Collected data entries
* BEGIN *

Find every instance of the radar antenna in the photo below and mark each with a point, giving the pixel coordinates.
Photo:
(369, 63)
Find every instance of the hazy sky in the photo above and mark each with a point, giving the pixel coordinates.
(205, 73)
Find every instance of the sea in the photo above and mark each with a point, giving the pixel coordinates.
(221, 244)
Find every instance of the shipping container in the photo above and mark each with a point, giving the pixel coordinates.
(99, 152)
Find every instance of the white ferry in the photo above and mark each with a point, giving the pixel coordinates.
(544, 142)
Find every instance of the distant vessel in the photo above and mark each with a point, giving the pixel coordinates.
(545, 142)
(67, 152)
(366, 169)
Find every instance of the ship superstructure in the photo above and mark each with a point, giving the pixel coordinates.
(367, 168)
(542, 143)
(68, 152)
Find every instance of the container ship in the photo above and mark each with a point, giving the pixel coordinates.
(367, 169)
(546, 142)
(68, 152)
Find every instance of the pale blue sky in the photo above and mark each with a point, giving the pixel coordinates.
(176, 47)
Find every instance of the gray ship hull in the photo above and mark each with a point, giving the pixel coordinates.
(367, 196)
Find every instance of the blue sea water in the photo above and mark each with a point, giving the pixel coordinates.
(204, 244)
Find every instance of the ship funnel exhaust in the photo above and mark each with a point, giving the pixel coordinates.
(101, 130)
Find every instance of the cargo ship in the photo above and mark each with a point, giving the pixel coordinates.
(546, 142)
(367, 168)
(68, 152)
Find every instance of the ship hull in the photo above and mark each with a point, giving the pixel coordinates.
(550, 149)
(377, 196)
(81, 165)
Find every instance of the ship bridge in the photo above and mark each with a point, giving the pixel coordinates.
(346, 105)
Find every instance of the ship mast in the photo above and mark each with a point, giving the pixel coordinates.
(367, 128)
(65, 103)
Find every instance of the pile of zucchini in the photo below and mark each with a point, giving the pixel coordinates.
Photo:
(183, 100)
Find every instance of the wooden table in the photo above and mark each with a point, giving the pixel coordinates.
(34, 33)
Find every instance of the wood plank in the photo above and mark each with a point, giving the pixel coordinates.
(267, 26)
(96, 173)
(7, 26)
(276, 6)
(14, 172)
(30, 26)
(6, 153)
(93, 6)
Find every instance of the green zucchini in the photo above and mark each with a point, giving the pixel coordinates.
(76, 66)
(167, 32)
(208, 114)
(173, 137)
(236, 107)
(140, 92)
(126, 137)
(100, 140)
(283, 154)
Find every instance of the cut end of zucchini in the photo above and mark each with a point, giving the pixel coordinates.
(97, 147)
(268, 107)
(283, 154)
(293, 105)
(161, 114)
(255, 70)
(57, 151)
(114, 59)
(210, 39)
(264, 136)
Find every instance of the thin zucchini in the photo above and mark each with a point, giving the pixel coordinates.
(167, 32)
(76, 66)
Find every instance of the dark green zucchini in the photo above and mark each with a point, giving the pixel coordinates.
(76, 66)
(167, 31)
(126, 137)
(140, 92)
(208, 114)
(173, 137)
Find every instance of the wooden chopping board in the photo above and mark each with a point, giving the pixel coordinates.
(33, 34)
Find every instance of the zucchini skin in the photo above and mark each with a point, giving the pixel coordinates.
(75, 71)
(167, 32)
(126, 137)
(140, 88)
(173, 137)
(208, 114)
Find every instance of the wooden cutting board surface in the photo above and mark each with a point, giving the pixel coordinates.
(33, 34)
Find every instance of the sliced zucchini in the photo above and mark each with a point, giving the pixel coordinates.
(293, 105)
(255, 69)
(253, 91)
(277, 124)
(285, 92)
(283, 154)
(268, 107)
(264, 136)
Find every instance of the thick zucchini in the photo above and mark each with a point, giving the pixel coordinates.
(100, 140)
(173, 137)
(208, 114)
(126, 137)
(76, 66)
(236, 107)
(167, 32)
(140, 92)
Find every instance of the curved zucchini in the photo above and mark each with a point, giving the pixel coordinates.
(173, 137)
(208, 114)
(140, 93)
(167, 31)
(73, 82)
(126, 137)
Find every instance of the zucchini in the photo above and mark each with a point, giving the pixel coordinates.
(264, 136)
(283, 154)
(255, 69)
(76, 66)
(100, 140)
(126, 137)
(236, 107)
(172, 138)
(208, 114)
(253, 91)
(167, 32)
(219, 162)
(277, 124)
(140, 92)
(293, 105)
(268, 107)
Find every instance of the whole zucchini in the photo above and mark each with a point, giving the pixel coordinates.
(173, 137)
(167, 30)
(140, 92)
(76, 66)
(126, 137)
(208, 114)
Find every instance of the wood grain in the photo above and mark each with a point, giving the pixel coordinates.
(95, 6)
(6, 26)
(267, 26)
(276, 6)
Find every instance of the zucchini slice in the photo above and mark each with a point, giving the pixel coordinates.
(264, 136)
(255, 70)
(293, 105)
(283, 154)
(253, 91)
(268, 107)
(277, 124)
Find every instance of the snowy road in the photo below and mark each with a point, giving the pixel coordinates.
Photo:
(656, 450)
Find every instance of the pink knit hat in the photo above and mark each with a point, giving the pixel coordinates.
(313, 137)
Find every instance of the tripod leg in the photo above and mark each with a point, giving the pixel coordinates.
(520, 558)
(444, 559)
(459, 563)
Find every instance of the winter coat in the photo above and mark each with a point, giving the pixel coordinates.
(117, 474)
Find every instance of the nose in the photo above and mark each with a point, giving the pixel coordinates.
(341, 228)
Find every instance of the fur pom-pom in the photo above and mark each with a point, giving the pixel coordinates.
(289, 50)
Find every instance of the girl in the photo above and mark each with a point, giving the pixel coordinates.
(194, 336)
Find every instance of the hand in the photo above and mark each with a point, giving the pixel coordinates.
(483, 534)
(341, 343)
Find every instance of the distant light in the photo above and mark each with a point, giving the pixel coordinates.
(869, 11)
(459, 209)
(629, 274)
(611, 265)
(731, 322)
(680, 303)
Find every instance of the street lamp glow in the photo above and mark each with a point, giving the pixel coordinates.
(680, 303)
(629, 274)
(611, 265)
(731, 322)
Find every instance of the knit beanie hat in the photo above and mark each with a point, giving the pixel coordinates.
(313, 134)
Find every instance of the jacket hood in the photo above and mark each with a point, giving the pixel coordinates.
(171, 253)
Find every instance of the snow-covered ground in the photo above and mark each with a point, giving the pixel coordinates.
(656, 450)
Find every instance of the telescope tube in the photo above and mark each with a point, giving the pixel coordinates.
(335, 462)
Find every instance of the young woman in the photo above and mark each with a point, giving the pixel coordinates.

* END *

YOUR TASK
Extract the data exactly as given.

REPLY
Find every instance of the radar antenna in the photo below and mark each with a point, giving the pixel coordinates.
Photo:
(369, 63)
Find every instance of the hazy sky in the photo above and mark each with a point, giving the pixel coordinates.
(205, 73)
Find every instance of the sea in the photo above and mark each with a point, giving the pixel coordinates.
(221, 244)
Find every instance of the shipping container in the photo above and mark each with a point, giving the pixel coordinates.
(99, 152)
Find every instance of the white ferry in the photo above and mark each with a point, giving the pixel coordinates.
(544, 142)
Find every instance of the distant vessel in the photo above and mark each with a point, giving the pixel coordinates.
(545, 142)
(67, 152)
(366, 169)
Find every instance of the ship superstructure in the photo above and mark each with a point, giving the pixel coordinates.
(367, 168)
(542, 143)
(68, 152)
Find every instance of the container ship in the photo above and mark each with a point, giving the pixel coordinates.
(367, 169)
(546, 142)
(68, 152)
Find every instance of the pale blue sky in the photo above and mark each with a point, giving the pixel coordinates.
(176, 47)
Find every instance of the gray ship hull in the photo above and mark each with a point, giving the pixel coordinates.
(367, 196)
Find every instance of the blue sea water in the photo above and mark each with a point, giving the pixel coordinates.
(204, 244)
Find every instance of the ship funnel exhaust in the photo above and mark each with a point, giving the pixel coordinates.
(101, 130)
Find every instance of the cargo ship in the photo above and mark each with a point, giving the pixel coordinates.
(546, 142)
(367, 168)
(68, 152)
Find every instance of the ship hull in the photo above and mark each with a point, giving the pixel coordinates.
(550, 149)
(377, 196)
(81, 165)
Find every instance of the ship bridge in the photo above and mark each with a point, giving the pixel coordinates.
(346, 105)
Find every instance of the ship mast in the photo above and mark each with a point, giving the pixel coordinates.
(367, 128)
(65, 103)
Find every instance of the pile of zucchini in the photo below and mark each with a point, giving the pixel coordinates.
Photo:
(183, 100)
Find every instance of the wooden table in the photo above and mark each with a point, giving the pixel coordinates.
(34, 33)
Find every instance of the wood plank in the photo above and mark each with a point, giving the pixel coordinates.
(267, 26)
(96, 173)
(7, 26)
(276, 6)
(14, 172)
(30, 26)
(6, 153)
(93, 6)
Find every instance of the green zucchini in the photo above and mark each with a point, giving the pixel coordinates.
(76, 66)
(167, 32)
(208, 114)
(173, 137)
(236, 107)
(140, 92)
(126, 137)
(100, 140)
(283, 154)
Find every instance of the cut end of zucchini in the photo above and mark each with a point, giving the pixel coordinates.
(97, 147)
(268, 107)
(283, 154)
(293, 105)
(161, 114)
(255, 70)
(57, 151)
(114, 59)
(210, 39)
(264, 136)
Find every instance of the thin zucchini in the photo above and mark each with a point, giving the pixel coordinates.
(167, 32)
(76, 66)
Find every instance of the dark green zucchini in the photo above and mark each with a point, giving the pixel coordinates.
(76, 66)
(167, 31)
(126, 137)
(140, 92)
(208, 114)
(173, 137)
Find every instance of the wooden chopping board in the photo above and mark each with a point, giving the pixel coordinates.
(33, 34)
Find every instance of the zucchini skin in the photo above and mark each with a point, giving the pixel coordinates.
(75, 71)
(167, 32)
(126, 137)
(140, 88)
(173, 137)
(208, 114)
Find every instance of the wooden cutting board surface in the photo above and mark each with a point, giving the pixel coordinates.
(33, 34)
Find every instance of the sliced zucchini in the photo above and mark each with a point, giving the pixel coordinates.
(293, 105)
(255, 69)
(253, 91)
(277, 124)
(285, 92)
(283, 154)
(268, 107)
(264, 136)
Find every instance of the thick zucchini in the photo above and mark each with a point, giving the pixel coordinates.
(100, 140)
(173, 137)
(208, 114)
(126, 137)
(76, 66)
(236, 107)
(167, 32)
(140, 92)
Find every instance of the curved zucchini in the photo above and mark each with a point, giving the pixel coordinates.
(173, 137)
(208, 114)
(140, 93)
(167, 31)
(73, 82)
(126, 137)
Find every instance of the zucchini in the photo above and mark each with a point, giving the pixel coordinates.
(264, 136)
(283, 154)
(255, 69)
(76, 66)
(100, 140)
(126, 137)
(236, 107)
(172, 138)
(208, 114)
(253, 91)
(167, 32)
(219, 162)
(277, 124)
(140, 92)
(293, 105)
(268, 107)
Find every instance of the whole zucchini in the photo above and mark each with a point, giving the pixel coordinates.
(173, 137)
(167, 30)
(140, 92)
(76, 66)
(126, 137)
(208, 114)
Find every instance of the wood grain in the photo above and mark each with a point, giving the pixel coordinates.
(95, 6)
(6, 26)
(267, 26)
(276, 6)
Find every instance of the zucchini slice in the photo above and mark each with a point, giving the pixel coordinates.
(264, 136)
(255, 70)
(293, 105)
(283, 154)
(253, 91)
(268, 107)
(277, 124)
Find every instance of the snowy road in the photo below and mark each with a point, giving the pixel coordinates.
Photo:
(656, 450)
Find every instance of the pink knit hat in the photo above and mark each with a point, giving the pixel coordinates.
(313, 137)
Find every instance of the tripod leg in the photo above and mark each with a point, giving the pixel coordinates.
(520, 558)
(444, 559)
(459, 563)
Find every instance of the winter coat in the photo above and mark each with a point, giving the pixel coordinates.
(117, 474)
Find every instance of the nose in the photo above and mark each with a point, giving the pixel coordinates.
(341, 228)
Find every instance of the fur pom-pom in the photo above and mark each with a point, giving the pixel coordinates.
(289, 50)
Find every instance of the girl in the photo above and mark each with a point, giving the pixel coordinates.
(194, 336)
Find every instance of the hand in the photo above and mark each with a point, giving the pixel coordinates.
(483, 534)
(341, 343)
Find every instance of the distant light in the photo above and mark each with a point, giving the pixel coordinates.
(869, 11)
(459, 209)
(629, 274)
(611, 265)
(731, 322)
(680, 303)
Find every instance of the street lamp glow in the photo above and mark each with a point, giving the pixel coordinates.
(680, 303)
(629, 274)
(611, 265)
(731, 322)
Find every instance of the knit beanie hat in the photo above and mark each with a point, giving the pixel coordinates.
(313, 134)
Find every instance of the jacket hood in the photo above and mark each with a point, giving the pixel coordinates.
(171, 253)
Find every instance of the snow-covered ground in the photo above and mark each with a point, giving the pixel coordinates.
(656, 450)
Find every instance of the telescope tube in the photo above and mark each with a point, giving the pixel coordinates.
(335, 462)
Find every instance of the young woman in the photo above and mark each with a point, giving the pixel coordinates.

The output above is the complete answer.